#### Problem
Locate each line in the items below that contains the string "building" and copy those lines. Case matters.
□ □ □ □ □ □ □
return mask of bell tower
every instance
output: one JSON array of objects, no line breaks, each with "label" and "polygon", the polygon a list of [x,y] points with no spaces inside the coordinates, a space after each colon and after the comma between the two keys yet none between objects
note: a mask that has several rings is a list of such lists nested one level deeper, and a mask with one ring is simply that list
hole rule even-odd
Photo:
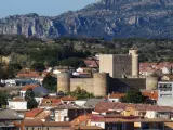
[{"label": "bell tower", "polygon": [[132,56],[132,78],[139,77],[139,63],[138,63],[138,48],[133,46],[129,50],[129,55]]}]

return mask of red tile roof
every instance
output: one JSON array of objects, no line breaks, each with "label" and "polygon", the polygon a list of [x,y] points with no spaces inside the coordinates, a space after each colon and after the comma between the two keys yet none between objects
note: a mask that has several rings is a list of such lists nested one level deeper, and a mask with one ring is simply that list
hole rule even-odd
[{"label": "red tile roof", "polygon": [[70,121],[71,126],[79,126],[81,122],[86,121],[88,119],[91,118],[92,114],[86,114],[86,115],[81,115],[78,116],[76,119],[74,119],[72,121]]},{"label": "red tile roof", "polygon": [[24,127],[70,127],[68,121],[41,121],[40,119],[25,119]]},{"label": "red tile roof", "polygon": [[25,117],[28,118],[35,118],[38,114],[40,114],[43,110],[43,108],[34,108],[29,112],[25,113]]},{"label": "red tile roof", "polygon": [[21,72],[17,74],[17,77],[40,77],[38,72]]},{"label": "red tile roof", "polygon": [[158,91],[143,91],[144,96],[148,96],[151,100],[158,100]]},{"label": "red tile roof", "polygon": [[62,101],[76,101],[77,98],[68,98],[68,96],[64,96],[64,98],[61,98]]},{"label": "red tile roof", "polygon": [[61,99],[43,99],[41,103],[61,103]]},{"label": "red tile roof", "polygon": [[35,89],[36,87],[39,87],[39,84],[26,84],[21,91],[27,91],[29,89]]},{"label": "red tile roof", "polygon": [[26,102],[24,98],[13,98],[10,102]]},{"label": "red tile roof", "polygon": [[[112,94],[109,95],[109,99],[120,99],[124,95],[125,95],[125,93],[112,93]],[[108,95],[105,96],[105,99],[108,99]]]},{"label": "red tile roof", "polygon": [[84,64],[88,67],[98,67],[99,61],[98,60],[84,60]]}]

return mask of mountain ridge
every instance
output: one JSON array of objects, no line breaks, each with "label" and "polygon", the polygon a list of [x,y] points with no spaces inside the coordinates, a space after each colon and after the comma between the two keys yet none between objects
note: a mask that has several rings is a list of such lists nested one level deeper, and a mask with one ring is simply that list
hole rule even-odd
[{"label": "mountain ridge", "polygon": [[58,16],[36,13],[0,20],[0,34],[39,38],[170,38],[173,32],[172,0],[99,0]]}]

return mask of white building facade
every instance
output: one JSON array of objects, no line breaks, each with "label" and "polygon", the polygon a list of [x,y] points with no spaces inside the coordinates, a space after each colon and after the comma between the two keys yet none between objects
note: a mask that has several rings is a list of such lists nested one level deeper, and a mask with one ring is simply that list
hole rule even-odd
[{"label": "white building facade", "polygon": [[173,106],[173,81],[158,82],[158,105]]},{"label": "white building facade", "polygon": [[9,108],[15,110],[26,110],[27,101],[9,101]]}]

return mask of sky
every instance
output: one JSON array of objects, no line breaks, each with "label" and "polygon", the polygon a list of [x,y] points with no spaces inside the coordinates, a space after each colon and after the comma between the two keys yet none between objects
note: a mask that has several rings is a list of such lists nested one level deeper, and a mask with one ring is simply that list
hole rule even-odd
[{"label": "sky", "polygon": [[76,11],[96,0],[0,0],[0,17],[15,14],[38,13],[56,16],[67,11]]}]

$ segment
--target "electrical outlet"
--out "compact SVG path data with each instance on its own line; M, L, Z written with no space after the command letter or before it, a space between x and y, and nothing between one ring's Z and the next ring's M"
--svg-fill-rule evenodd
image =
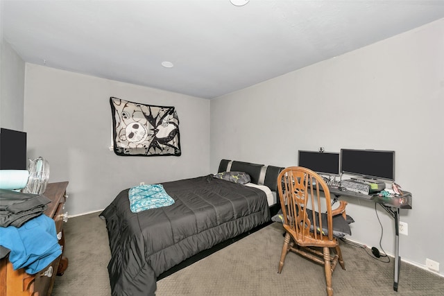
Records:
M409 225L405 222L400 222L400 234L404 236L409 235Z
M439 272L439 263L436 261L434 261L433 260L430 260L428 258L426 258L425 265L427 266L427 268L429 268L430 270Z

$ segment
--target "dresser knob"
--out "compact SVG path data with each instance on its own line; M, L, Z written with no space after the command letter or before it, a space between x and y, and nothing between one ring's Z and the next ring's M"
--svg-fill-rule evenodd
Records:
M49 266L49 268L41 275L42 277L51 277L53 276L53 267Z

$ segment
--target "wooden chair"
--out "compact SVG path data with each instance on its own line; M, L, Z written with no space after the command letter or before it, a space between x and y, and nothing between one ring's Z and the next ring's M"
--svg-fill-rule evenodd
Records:
M327 294L332 295L332 274L338 261L345 270L338 241L333 235L332 217L342 214L345 219L347 203L341 201L339 207L332 210L327 184L319 175L306 168L284 169L278 184L286 231L278 272L281 272L289 251L300 254L324 265Z

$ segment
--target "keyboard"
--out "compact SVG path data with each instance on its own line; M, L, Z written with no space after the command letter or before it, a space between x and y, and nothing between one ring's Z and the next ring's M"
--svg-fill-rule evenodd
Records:
M340 187L341 186L341 182L340 181L326 181L325 182L327 183L327 185L332 186L332 187Z

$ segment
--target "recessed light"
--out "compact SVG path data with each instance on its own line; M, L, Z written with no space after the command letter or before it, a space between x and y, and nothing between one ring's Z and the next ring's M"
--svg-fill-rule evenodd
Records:
M244 6L250 0L230 0L230 2L235 6Z
M162 62L162 65L165 68L172 68L174 67L172 62L168 61Z

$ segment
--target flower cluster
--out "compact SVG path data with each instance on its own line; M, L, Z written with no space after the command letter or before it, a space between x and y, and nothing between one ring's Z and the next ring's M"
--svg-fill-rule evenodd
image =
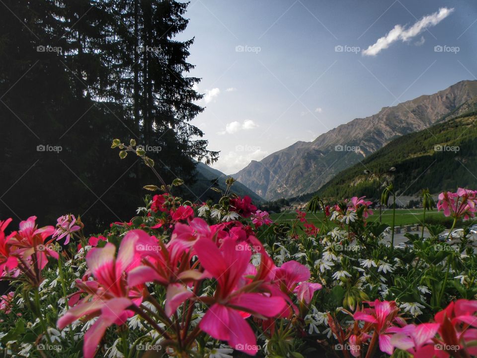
□ □ □ □ □ □ □
#### Result
return mask of white building facade
[{"label": "white building facade", "polygon": [[173,106],[173,81],[158,82],[158,105]]},{"label": "white building facade", "polygon": [[9,108],[15,110],[26,110],[27,101],[9,101]]}]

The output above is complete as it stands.